# Draw a circle of radius 3 cm. Take two points P and Q on one of its extended diameter each at a distance of 7 cm from its centre. Draw tangents to the circle from these two points P and Q

**Solution:**

**Steps of construction:**

- Draw a circle with O as centre and radius as 3 cm.
- Draw a diameter of it and extend both the sides and mark the points as P, Q such that OP = OQ = 7 cm.
- Draw the perpendicular bisectors of OP and OQ to intersect PQ at M and N respectively.
- With M as centre and OM as radius draw a circle to cut the given circle at A and C. With N as the centre and ON as radius draw a circle to cut the given circle at B and D.
- Join PA, PC, QB, QD.

PA, PC and QB, QD are the required tangents from P and Q respectively.

Proof:

∠PAO = ∠QBO = 90° (Angle in a semi-circle)

∴ PA ⊥ AO, QB ⊥ BO

In right angle triangle PAO,

OP = OQ = 7cm (By construction)

THINGS TO DO
1: Answer these questions from the construction:
(a) What is the radius of the circle?
(b) How far from the centre are P and Q each placed?
(c) What lines are drawn to intersect PQ at M and N?
2: Repeat the part of the construction starting with "- Draw the perpendicular" and going on through "at B and D.".
The listing comes from a different source.

Items listed in a dataset
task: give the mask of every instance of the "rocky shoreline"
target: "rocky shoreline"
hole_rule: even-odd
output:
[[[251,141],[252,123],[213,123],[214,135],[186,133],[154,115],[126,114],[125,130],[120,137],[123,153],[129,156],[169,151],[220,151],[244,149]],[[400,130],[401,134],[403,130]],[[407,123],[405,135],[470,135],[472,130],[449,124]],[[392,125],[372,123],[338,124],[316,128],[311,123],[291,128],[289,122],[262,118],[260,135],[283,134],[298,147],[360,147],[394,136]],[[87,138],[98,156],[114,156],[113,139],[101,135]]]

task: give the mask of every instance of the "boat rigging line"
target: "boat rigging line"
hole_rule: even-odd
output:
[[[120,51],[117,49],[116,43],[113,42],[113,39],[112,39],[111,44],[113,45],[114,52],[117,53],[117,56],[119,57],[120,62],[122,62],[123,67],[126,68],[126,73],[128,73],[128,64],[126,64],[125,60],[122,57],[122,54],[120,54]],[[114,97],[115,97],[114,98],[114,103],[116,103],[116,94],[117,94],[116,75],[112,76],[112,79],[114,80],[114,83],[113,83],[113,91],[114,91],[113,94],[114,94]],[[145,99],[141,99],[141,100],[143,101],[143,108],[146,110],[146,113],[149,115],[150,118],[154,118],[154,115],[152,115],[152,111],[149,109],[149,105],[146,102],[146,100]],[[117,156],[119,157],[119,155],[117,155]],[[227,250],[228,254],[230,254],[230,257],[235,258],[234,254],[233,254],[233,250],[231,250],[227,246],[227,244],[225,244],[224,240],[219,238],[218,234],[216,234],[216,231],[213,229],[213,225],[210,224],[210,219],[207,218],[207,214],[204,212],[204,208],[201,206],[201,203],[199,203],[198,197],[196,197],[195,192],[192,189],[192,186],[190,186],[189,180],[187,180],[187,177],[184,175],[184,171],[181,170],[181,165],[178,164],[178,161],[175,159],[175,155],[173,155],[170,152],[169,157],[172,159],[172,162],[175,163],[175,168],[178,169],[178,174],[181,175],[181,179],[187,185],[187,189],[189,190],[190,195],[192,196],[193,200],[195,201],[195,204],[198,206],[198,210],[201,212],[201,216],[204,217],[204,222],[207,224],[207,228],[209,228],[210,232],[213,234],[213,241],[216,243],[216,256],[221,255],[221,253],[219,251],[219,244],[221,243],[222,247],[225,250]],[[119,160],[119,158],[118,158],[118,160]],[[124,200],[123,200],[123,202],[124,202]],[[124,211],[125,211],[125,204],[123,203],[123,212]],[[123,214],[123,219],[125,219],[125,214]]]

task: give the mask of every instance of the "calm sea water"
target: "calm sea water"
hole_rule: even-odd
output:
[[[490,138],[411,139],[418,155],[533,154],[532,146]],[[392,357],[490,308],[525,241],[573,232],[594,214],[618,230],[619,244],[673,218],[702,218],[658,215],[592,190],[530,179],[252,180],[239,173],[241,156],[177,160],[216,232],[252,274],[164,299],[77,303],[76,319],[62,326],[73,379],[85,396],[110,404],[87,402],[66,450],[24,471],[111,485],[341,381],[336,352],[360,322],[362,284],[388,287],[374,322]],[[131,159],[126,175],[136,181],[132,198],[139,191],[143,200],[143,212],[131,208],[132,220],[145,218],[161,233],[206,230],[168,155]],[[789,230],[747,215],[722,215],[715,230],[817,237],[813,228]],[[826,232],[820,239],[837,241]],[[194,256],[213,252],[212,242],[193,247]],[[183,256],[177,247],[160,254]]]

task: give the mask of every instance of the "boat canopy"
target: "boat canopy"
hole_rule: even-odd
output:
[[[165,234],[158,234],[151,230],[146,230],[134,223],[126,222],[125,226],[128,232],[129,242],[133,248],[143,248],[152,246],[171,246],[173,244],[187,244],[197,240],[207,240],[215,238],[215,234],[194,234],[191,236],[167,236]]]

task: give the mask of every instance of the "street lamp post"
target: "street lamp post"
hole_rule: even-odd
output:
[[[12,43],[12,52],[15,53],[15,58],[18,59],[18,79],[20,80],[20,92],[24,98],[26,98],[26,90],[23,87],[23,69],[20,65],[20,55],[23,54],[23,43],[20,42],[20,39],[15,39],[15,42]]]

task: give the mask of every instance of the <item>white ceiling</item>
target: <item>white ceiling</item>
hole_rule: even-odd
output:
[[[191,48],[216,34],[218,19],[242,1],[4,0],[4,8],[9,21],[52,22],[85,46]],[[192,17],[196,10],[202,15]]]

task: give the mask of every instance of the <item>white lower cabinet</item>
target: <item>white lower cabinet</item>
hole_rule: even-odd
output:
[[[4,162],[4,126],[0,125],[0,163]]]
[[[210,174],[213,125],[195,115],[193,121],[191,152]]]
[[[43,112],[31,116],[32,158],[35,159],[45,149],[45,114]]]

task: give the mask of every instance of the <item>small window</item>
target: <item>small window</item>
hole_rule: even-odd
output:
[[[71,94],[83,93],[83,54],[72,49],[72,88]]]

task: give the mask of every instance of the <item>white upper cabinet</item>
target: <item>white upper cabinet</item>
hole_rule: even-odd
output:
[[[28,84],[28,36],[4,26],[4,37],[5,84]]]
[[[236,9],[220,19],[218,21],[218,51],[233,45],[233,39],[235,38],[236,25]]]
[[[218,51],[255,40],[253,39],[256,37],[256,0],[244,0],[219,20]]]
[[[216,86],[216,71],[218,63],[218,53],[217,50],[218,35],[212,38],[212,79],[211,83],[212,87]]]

COMPLETE ANSWERS
1:
(a) 3 cm
(b) 7 cm
(c) The perpendicular bisectors of OP and OQ

2:
- Draw the perpendicular bisectors of OP and OQ to intersect PQ at M and N respectively.
- With M as centre and OM as radius draw a circle to cut the given circle at A and C. With N as the centre and ON as radius draw a circle to cut the given circle at B and D.